SHORT TASK.
Every line from the one containing "Note: annotate every instance of the yellow" to the final line of the material below must be reproduced exactly; leave out all other lines.

[Extracted records]
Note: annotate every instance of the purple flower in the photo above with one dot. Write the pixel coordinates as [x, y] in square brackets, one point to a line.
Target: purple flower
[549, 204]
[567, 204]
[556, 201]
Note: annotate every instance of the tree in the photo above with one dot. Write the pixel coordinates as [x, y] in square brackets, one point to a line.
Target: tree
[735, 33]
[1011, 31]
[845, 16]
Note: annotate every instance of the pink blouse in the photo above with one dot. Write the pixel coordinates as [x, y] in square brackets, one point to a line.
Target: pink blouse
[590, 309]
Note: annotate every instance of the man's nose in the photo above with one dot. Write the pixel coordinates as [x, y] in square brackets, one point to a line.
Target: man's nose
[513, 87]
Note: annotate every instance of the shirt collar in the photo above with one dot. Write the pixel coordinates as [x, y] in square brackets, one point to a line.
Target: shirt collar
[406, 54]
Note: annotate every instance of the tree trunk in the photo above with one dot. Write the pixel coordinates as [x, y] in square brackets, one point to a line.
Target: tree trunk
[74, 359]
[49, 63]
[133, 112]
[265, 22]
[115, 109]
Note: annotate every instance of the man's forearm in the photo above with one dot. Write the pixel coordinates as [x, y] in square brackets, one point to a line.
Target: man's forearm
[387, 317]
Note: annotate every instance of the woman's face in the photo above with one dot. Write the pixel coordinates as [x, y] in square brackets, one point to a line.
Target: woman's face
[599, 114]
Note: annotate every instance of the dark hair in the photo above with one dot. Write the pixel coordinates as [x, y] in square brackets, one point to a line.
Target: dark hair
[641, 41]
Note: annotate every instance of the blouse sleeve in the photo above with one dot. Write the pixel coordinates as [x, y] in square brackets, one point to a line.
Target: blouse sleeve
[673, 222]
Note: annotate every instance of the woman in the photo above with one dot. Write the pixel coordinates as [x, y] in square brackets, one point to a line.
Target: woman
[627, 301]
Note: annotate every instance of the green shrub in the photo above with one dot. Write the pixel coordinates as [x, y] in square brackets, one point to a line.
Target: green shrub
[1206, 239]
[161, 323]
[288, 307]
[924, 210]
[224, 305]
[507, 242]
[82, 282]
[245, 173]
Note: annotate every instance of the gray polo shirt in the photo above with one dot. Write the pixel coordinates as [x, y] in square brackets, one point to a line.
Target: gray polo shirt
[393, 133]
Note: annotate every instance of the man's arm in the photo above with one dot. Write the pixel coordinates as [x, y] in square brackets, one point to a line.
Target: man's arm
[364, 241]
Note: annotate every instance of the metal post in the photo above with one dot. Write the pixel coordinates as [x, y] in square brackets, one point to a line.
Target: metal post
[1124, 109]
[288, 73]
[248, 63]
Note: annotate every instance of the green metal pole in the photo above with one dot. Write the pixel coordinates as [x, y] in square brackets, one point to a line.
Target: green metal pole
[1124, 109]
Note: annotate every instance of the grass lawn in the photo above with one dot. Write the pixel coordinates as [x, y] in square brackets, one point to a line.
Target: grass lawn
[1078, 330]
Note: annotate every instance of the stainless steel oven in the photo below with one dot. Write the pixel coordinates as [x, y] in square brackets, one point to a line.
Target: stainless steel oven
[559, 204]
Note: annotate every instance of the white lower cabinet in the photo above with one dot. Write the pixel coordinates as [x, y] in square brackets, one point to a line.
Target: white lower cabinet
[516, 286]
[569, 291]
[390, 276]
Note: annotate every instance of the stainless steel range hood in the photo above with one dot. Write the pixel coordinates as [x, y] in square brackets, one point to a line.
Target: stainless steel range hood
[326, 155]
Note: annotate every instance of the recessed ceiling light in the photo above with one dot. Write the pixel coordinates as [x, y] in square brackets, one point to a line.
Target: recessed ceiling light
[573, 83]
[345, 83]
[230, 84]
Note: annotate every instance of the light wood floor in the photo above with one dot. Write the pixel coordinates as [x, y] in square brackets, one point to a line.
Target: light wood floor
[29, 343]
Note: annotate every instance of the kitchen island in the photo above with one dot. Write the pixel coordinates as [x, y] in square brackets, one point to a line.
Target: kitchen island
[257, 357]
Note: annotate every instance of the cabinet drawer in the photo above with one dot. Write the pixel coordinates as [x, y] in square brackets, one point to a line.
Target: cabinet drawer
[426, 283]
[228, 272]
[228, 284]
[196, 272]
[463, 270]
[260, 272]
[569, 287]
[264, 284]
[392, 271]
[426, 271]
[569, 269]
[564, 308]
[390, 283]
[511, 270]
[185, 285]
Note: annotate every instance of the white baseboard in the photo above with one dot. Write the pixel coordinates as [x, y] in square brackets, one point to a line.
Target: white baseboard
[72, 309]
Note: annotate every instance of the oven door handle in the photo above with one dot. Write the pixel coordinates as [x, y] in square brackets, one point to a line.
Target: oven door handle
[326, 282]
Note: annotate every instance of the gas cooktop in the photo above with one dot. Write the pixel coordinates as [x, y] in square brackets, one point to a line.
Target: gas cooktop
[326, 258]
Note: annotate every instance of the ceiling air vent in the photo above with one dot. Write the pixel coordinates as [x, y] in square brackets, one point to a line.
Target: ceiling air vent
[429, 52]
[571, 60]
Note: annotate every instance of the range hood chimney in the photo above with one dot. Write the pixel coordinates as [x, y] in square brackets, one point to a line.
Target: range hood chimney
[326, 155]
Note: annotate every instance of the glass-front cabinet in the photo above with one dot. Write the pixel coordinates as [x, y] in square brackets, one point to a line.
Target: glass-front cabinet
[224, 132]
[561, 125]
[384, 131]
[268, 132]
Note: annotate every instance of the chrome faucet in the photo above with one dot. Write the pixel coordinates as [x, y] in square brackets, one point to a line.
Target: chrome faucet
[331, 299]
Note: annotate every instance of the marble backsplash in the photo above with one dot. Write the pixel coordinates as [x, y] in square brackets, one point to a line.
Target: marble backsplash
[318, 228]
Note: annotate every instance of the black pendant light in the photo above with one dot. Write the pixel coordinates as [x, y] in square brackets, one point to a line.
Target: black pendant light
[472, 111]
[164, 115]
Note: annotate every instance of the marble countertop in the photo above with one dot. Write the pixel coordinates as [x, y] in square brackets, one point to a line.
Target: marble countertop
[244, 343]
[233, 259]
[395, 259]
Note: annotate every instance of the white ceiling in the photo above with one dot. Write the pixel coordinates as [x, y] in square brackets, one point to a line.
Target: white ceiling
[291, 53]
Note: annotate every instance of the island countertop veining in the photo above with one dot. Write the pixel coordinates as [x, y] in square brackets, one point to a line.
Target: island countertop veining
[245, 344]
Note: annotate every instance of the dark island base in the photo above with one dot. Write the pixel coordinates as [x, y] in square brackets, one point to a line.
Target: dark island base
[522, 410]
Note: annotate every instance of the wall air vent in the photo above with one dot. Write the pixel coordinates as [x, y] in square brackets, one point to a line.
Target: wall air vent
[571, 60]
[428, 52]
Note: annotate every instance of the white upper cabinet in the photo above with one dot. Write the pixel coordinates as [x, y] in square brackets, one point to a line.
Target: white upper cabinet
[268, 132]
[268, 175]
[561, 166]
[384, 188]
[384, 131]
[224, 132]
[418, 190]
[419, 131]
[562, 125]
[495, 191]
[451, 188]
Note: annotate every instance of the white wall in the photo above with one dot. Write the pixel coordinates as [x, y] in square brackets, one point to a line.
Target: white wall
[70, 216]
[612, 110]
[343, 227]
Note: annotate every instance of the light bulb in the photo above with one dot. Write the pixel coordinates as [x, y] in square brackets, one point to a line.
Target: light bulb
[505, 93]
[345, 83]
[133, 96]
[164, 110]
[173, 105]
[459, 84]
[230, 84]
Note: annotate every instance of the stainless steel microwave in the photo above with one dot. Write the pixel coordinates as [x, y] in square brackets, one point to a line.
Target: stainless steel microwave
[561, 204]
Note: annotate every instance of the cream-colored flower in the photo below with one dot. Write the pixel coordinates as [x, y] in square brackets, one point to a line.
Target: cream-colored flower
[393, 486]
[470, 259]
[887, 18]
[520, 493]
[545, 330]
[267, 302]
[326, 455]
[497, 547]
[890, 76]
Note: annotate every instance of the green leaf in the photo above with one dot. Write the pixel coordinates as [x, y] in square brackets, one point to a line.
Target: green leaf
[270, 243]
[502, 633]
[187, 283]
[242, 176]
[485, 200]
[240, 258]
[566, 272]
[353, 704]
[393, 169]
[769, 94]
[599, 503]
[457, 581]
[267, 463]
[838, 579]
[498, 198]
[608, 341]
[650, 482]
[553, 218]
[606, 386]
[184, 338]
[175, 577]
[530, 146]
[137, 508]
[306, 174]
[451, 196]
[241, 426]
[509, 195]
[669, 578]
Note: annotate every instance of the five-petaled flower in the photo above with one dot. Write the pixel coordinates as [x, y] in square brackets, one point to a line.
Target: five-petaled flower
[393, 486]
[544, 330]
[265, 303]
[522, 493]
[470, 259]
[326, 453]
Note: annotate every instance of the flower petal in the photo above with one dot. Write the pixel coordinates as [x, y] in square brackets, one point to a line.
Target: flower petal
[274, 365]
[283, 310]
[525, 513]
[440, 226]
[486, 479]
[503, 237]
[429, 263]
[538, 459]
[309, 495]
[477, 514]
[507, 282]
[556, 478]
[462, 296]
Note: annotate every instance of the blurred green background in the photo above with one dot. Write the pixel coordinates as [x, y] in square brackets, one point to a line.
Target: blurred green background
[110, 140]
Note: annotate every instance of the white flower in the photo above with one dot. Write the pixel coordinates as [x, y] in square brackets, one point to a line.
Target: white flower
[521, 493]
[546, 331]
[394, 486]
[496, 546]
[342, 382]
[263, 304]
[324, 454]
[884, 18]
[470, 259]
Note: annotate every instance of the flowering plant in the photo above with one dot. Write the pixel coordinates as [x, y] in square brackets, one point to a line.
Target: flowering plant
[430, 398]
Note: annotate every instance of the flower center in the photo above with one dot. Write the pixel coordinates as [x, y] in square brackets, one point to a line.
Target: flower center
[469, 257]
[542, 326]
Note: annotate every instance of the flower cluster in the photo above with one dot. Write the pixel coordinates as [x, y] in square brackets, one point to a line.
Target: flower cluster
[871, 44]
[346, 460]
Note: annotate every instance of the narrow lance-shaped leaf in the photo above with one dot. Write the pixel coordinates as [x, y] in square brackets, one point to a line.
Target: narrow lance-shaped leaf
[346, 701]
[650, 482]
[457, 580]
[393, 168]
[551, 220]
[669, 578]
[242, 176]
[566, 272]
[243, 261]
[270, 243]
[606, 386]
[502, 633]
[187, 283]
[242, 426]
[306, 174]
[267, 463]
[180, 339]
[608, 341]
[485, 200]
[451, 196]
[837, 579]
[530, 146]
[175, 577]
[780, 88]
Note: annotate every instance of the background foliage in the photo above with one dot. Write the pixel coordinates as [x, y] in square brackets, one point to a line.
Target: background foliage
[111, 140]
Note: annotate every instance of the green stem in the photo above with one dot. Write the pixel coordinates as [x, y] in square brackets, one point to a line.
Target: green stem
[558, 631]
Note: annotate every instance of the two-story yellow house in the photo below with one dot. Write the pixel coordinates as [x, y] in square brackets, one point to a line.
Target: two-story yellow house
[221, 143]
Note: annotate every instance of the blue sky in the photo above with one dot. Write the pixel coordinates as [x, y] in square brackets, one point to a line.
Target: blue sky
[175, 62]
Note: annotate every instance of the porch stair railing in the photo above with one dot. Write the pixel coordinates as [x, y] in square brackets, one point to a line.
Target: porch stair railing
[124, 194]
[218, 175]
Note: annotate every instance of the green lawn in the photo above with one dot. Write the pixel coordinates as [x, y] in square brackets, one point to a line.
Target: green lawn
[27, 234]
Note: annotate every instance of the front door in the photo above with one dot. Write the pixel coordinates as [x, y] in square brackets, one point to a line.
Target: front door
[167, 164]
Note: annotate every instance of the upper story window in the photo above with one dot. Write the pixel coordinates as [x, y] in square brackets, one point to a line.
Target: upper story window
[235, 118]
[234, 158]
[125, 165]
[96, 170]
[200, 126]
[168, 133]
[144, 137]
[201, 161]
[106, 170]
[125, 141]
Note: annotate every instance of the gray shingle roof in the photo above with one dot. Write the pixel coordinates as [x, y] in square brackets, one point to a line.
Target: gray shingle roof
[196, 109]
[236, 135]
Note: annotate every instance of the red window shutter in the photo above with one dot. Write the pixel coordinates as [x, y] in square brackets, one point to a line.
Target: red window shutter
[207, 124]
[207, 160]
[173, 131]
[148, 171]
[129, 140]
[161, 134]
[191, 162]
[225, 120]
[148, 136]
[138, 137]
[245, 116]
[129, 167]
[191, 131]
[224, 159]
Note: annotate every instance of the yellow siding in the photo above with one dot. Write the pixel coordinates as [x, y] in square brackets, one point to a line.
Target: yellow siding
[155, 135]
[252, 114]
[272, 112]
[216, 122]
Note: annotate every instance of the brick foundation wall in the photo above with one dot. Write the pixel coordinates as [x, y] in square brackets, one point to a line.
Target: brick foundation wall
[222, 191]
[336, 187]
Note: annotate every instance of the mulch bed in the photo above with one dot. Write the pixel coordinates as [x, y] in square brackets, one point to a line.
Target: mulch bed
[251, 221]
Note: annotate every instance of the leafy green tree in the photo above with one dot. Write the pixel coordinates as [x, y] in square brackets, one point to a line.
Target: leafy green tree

TASK SOLUTION.
Note: annotate every instance of the yellow siding in the photo above with one dot. Write the pixel coordinates as [x, y] in square brackets, one point to a line.
Target: yellow siding
[155, 135]
[252, 114]
[272, 112]
[216, 122]
Note: annotate every instance of the brick foundation wall in the photo above with one dot. Write the pixel coordinates as [x, y] in square brackets, one point to a line.
Target: brick foundation wall
[222, 191]
[336, 187]
Note: annotate every instance of the mulch bed in the photo above with one dot. Write the pixel coordinates as [x, y] in square brackets, one point to a line.
Target: mulch bed
[251, 221]
Note: annotate every instance of the leafy green tree in the photo above with one dot. Write the pixel coordinates as [x, y] in square brackets, one point to a line.
Target: leafy green tree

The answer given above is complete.